Provided data:
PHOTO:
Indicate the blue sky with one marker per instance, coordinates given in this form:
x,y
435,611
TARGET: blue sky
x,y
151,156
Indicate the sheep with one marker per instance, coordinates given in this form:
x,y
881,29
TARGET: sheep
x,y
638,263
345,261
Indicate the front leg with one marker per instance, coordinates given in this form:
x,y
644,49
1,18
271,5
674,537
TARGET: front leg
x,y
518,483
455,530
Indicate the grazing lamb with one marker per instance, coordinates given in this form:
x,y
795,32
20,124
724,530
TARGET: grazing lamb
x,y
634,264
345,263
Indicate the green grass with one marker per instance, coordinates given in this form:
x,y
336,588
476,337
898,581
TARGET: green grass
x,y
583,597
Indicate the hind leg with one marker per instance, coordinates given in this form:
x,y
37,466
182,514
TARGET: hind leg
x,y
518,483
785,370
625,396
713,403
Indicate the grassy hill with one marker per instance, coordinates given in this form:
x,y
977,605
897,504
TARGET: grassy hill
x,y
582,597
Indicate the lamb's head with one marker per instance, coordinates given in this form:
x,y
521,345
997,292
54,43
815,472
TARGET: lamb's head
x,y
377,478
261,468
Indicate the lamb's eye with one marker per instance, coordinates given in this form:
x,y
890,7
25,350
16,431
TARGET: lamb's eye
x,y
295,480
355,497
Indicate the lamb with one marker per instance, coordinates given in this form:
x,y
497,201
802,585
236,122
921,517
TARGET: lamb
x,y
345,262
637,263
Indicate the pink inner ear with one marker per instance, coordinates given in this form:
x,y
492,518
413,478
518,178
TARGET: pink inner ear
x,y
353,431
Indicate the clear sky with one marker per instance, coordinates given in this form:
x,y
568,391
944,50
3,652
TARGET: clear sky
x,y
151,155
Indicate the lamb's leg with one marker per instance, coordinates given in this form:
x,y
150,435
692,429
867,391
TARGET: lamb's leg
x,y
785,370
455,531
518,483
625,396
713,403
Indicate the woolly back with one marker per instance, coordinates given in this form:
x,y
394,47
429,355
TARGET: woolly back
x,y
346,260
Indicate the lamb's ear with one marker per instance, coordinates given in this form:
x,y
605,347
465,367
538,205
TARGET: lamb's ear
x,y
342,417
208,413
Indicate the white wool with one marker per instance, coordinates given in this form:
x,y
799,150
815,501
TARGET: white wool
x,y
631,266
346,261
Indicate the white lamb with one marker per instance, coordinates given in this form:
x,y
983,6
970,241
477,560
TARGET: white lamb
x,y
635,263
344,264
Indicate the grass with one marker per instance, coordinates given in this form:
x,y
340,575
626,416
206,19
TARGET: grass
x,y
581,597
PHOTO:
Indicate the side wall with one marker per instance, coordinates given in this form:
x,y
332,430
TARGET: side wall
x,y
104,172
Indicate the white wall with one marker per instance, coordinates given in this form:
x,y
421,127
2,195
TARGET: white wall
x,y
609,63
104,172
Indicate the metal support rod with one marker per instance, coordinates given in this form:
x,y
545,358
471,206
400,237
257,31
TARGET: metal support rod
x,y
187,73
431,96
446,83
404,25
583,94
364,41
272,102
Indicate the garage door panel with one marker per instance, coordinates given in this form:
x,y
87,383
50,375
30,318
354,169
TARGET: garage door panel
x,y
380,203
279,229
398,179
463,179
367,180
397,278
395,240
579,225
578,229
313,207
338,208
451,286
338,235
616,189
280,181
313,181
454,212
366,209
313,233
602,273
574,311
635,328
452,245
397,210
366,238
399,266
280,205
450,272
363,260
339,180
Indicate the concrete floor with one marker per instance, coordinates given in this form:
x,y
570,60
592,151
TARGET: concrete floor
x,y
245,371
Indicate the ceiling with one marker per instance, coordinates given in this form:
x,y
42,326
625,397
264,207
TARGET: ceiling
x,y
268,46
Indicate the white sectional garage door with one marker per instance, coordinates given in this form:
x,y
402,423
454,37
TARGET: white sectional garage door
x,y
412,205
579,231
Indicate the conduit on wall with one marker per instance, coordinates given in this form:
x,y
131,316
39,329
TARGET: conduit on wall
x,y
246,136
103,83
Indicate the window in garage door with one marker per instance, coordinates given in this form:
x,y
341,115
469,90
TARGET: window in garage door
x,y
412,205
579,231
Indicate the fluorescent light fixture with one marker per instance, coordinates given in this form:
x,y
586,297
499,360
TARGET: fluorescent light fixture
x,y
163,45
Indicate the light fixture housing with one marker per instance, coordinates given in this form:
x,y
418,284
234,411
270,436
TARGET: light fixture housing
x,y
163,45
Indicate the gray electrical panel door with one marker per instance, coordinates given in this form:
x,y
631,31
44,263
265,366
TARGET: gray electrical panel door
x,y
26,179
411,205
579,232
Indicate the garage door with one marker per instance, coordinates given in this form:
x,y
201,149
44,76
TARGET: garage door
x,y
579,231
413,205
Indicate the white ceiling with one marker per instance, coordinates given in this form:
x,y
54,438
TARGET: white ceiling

What is being asked: Retype the material above, line by line, exactly.

The answer:
PHOTO:
Indicate the blue sky with one marker per instance, coordinates given in this form:
x,y
435,611
TARGET: blue sky
x,y
151,156
Indicate the sheep with one marker per instance, coordinates given in this form:
x,y
881,29
TARGET: sheep
x,y
638,263
345,261
Indicate the front leg with one marker per instance, coordinates given in this form:
x,y
644,49
1,18
271,5
674,537
TARGET: front leg
x,y
518,483
455,530
Indicate the grazing lamb with one marker per instance, coordinates given in this form:
x,y
795,32
20,124
724,530
TARGET: grazing lamb
x,y
634,264
345,263
Indicate the green grass with one marker per instance, coordinates given in this form:
x,y
336,588
476,337
898,581
TARGET: green grass
x,y
583,597
Indicate the hind leg with one marker per instance, coordinates given in this form:
x,y
37,466
182,514
TARGET: hind leg
x,y
518,483
785,370
625,396
713,403
Indicate the grassy hill with one marker per instance, coordinates given in this form:
x,y
977,605
897,504
TARGET: grassy hill
x,y
582,597
Indicate the lamb's head with one marker per instance, coordinates given in this form:
x,y
521,345
997,292
54,43
815,472
TARGET: lamb's head
x,y
377,478
261,468
Indicate the lamb's eye with one marker per instance, coordinates given in this form:
x,y
890,7
25,350
16,431
TARGET: lamb's eye
x,y
295,480
355,497
Indicate the lamb with one marker per instance, coordinates given in this form:
x,y
497,201
802,585
236,122
921,517
TARGET: lamb
x,y
345,262
637,263
Indicate the pink inner ear with one marker per instance, coordinates given in this form:
x,y
492,518
413,478
518,178
TARGET: pink inner ear
x,y
353,431
Indicate the clear sky with one marker per instance, coordinates given in this form:
x,y
568,391
944,50
3,652
TARGET: clear sky
x,y
151,155
Indicate the lamb's leg with one marker per instance, coordinates given in this form:
x,y
150,435
692,429
867,391
TARGET: lamb's leg
x,y
785,370
455,531
518,483
625,396
713,403
Indicate the woolly back with one marker per instance, coordinates given in this form:
x,y
394,47
429,355
TARGET: woolly back
x,y
346,260
Indicate the lamb's ear with one marker per instance, coordinates given in this form:
x,y
605,347
465,367
538,205
TARGET: lamb's ear
x,y
342,417
208,413
Indicate the white wool with one marker per instance, coordinates given in this form:
x,y
799,150
815,501
TARGET: white wool
x,y
631,266
346,261
Indicate the white lamb with one marker per instance, coordinates given in this form:
x,y
983,6
970,241
477,560
TARGET: white lamb
x,y
635,263
344,264
Indicate the grass with one marker per instance, coordinates given in this form:
x,y
340,575
626,416
206,19
TARGET: grass
x,y
581,597
PHOTO:
Indicate the side wall with one marker per instance, coordinates given in this form:
x,y
332,430
TARGET: side wall
x,y
104,172
Indicate the white wall with one marker per instance, coordinates given in this form:
x,y
421,127
2,195
TARGET: white wall
x,y
609,63
104,172
Indicate the metal support rod with one marker per instance, coordinates given in this form:
x,y
545,358
471,206
400,237
257,31
TARGET: metal support rod
x,y
187,73
431,96
446,83
404,25
583,94
364,41
272,102
Indicate the garage door panel with one marker per instance, coordinates given in this form:
x,y
87,383
50,375
30,318
354,169
TARGET: garage door panel
x,y
380,203
279,229
398,179
463,179
367,180
397,278
395,240
579,225
578,229
313,207
338,208
451,286
338,235
616,189
280,181
313,181
454,212
366,209
313,233
602,273
574,311
635,328
452,245
397,210
366,238
399,266
280,205
450,272
363,260
339,180
Indicate the concrete floor with one marker per instance, coordinates given in this form:
x,y
570,60
592,151
TARGET: concrete floor
x,y
245,371
Indicate the ceiling with one marker per instance, coordinates given in this form:
x,y
42,326
625,397
264,207
TARGET: ceiling
x,y
268,46
Indicate the white sectional garage door with one marker per instance, coordinates given in this form:
x,y
402,423
454,37
TARGET: white sectional garage door
x,y
412,205
579,231
Indicate the conduit on wall with one marker per instance, coordinates given in this form:
x,y
131,316
39,329
TARGET: conduit on wall
x,y
246,136
103,83
Indicate the window in garage door with one marker per instance, coordinates given in this form:
x,y
341,115
469,90
TARGET: window in garage door
x,y
412,205
579,231
Indicate the fluorescent light fixture with one marker per instance, coordinates given in this form:
x,y
586,297
499,360
TARGET: fluorescent light fixture
x,y
163,45
Indicate the light fixture housing with one marker per instance, coordinates given in this form:
x,y
418,284
234,411
270,436
TARGET: light fixture housing
x,y
163,45
Indicate the gray electrical panel door with one marker per instance, coordinates given in this form:
x,y
631,31
44,263
265,366
TARGET: gray electrical panel door
x,y
26,179
411,205
579,232
Indicate the garage door with one marker per instance, coordinates given in this form:
x,y
201,149
44,76
TARGET: garage door
x,y
579,231
413,205
Indicate the white ceiling with one marker per instance, coordinates given in this form:
x,y
54,438
TARGET: white ceiling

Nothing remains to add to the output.